+++ Fragmento para leer

La obsesión de querer hacerlo todo bien – Walter Riso

De todos los derechos personales, el más importante es el derecho a cometer errores. Se necesita mucha valentía para asumir dignamente la equivocación, sin excusas, de cara y con la tranquilidad del que ha obrado conforme a su consciencia. Hegel dijo, “Ten el valor de equivocarte”, lo cual no significa, “equivocarte mucho”. La idea de aceptar la posibilidad de fallar no es exaltar el descuido, sino eliminar el temor irracional y la exigencia asfixiante de que las cosas deben aproximarse a la perfección, es decir, a una super excelencia difícil de alcanzar.

++++++
+++ Información proporcionada

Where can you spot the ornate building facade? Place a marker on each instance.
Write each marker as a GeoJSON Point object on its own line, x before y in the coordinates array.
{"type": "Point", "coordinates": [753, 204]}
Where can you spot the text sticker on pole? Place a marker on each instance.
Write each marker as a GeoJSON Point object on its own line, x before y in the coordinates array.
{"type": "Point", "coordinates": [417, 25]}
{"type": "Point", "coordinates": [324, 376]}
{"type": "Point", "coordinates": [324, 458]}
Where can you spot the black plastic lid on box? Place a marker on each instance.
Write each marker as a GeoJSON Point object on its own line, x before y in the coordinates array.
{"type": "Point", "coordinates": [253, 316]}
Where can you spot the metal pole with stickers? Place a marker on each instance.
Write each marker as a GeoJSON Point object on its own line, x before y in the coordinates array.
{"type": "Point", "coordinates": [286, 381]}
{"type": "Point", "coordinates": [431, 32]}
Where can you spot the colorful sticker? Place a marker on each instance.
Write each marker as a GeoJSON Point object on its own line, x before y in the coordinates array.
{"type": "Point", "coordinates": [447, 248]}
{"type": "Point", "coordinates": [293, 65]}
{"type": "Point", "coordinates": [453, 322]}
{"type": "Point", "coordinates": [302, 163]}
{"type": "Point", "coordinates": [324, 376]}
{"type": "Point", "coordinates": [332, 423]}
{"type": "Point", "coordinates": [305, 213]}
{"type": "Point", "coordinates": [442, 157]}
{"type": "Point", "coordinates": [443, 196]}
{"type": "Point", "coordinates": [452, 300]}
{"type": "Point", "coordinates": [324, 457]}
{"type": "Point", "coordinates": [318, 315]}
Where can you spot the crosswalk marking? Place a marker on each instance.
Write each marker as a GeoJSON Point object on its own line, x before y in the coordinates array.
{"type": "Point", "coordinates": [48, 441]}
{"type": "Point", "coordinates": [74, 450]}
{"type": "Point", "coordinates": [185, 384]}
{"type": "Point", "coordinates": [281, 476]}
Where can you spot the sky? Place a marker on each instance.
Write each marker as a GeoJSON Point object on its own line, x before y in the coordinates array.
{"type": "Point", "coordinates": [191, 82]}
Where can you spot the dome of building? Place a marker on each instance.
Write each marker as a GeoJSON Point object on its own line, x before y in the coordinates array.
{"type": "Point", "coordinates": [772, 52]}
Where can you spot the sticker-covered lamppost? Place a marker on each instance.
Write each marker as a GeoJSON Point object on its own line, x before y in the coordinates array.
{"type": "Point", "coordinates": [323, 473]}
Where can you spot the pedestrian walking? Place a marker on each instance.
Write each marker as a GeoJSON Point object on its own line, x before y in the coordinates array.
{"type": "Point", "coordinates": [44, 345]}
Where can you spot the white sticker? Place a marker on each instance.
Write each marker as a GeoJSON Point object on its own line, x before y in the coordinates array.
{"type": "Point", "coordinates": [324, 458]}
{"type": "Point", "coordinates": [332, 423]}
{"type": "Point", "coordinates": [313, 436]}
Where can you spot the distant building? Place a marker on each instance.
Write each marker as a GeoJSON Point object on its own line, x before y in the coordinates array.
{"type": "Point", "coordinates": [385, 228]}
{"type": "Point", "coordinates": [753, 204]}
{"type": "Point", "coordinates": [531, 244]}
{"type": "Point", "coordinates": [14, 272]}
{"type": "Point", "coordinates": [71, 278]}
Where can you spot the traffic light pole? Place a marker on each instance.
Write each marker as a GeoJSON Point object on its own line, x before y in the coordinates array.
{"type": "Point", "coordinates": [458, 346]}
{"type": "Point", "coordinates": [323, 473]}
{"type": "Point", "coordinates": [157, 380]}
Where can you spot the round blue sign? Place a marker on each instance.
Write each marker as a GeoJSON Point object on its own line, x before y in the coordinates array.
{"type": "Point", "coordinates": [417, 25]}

++++++

Tarea solicitada
Continúe redactando el fragmento sobre el derecho a cometer errores a partir de su última oración. Las líneas son un material aparte del fragmento.

Respuesta
Los fanáticos de la corrección actúan como si el pulimiento fuera la salvación: “Debe haber una respuesta correcta para cada cosa, y si no se logra, sobreviene la catástrofe”. Lo singular es que, en la mayoría de los casos, el perfeccionismo extremo lleva a incrementar el número de errores. Cuanto mayor sea la necesidad de obtener el resultado ideal, más ansiedad y miedo al fracaso. Y tal como lo ha demostrado la psicología del aprendizaje, el temor y la tensión entorpecen el rendimiento a cualquier nivel: la memoria se lentifica, la toma de decisiones se entorpece y las estrategias de resolución de problemas pierden eficiencia. Todo el software (mente), se altera por la interferencia de la adrenalina y la probabilidad de cometer errores se incrementa significativamente. Víctima de su propio invento.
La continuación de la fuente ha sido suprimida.